:: Work task ::
Copy out the listing below, keeping every character as is.
* * * * * * *
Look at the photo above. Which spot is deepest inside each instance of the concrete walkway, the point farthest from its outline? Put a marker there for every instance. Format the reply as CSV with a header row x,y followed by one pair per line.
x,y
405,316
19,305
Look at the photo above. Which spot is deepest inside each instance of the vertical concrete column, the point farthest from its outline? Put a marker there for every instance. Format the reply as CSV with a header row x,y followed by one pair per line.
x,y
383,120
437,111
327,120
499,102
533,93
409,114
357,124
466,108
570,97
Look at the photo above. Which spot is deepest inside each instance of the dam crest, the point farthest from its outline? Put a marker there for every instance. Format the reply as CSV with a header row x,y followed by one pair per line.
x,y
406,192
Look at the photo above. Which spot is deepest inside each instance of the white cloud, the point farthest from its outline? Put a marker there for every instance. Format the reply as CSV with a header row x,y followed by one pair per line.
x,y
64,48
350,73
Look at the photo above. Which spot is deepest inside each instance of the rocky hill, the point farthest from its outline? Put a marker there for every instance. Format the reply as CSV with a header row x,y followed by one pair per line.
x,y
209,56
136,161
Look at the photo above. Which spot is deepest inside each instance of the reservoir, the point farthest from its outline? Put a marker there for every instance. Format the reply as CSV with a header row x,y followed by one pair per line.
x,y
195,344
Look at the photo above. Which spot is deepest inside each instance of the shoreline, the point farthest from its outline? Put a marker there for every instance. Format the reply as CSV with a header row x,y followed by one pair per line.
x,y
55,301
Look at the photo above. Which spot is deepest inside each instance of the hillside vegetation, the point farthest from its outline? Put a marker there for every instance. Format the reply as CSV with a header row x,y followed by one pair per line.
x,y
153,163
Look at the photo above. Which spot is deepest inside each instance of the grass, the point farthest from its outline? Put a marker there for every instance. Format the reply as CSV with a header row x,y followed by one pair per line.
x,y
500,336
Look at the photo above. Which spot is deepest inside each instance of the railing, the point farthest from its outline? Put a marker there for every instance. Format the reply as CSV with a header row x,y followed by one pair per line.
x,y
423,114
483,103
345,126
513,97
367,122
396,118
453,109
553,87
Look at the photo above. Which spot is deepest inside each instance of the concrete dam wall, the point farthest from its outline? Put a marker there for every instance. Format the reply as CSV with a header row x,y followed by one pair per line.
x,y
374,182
* * * * * * *
:: Result for this exercise ::
Look at the photo above. Which spot is deepest inside each instance of the concrete walkway, the point farthest from its outline? Put a marker there for every instance. Format the reply as CSV with a header row x,y followed by one pair per line.
x,y
405,316
19,305
Look at the photo above. Which spot is deepest inside each instance of the vertical concrete column, the point farthest from its outline? Put a marker there for every instance. Format the reply as CSV with a header row x,y followed by one pair per line.
x,y
383,120
437,111
327,120
499,102
533,93
409,114
357,124
466,108
570,97
Look at the photo above. Which spot is deepest inside each instance of the dam crest, the point farthest from its outline? Put a marker there for every instance. Format the reply as CSV with a header row x,y followed by one pair per line.
x,y
406,192
Look at the photo above. Which spot is deepest inside each instance of the white cloud, the point farthest from its outline? Put a marker there for every instance. Format the reply as CSV with a header row x,y followed by one pair per line.
x,y
64,48
350,73
Look at the photo above. Which spot is deepest inside each instance of the rocky hill, the point farthest from its outline? Put a marker there for every instance. Format the reply as CSV with a header row x,y followed by one pair per line.
x,y
209,56
136,161
Look at the photo above. Which spot is deepest inside each instance of the reservoir, the point farthest from its outline? Put a marker there for every instance. Format the reply as CSV with a header row x,y followed by one pair per line.
x,y
195,344
Look at the photo above. Which spot is deepest inside each instance of the shoreline, the point farthest from its outline? Put a marker there for every instance. Format the reply as CSV with a header row x,y followed by one pair per line.
x,y
55,301
Look at the photo above. Which spot is deepest inside each instance of the hillside vegetation, the point farthest from its outline? Put a marker there for every instance. Format the reply as CSV with a header row x,y followed by one pair per line.
x,y
153,163
Look at the photo above. Which spot is deepest inside each instance of the grass, the point farthest from its outline? Put a marker there for every instance. Format the reply as CSV with a header row x,y followed by one pair per line.
x,y
500,336
Look at the photo above. Which spot is deepest inside each instance of the railing, the point farthest from its outline? Put a marker there for every instance. Format the reply as CSV with a header row x,y followed by one pair per line.
x,y
423,114
483,103
345,126
513,97
367,122
396,118
453,109
553,87
Look at the photo above. Which spot is deepest inside each instance of the concrete dam wall, the point farthest from its outline? Put a marker there for every instance. Format the reply as CSV with a header row x,y followed by one pair per line.
x,y
374,182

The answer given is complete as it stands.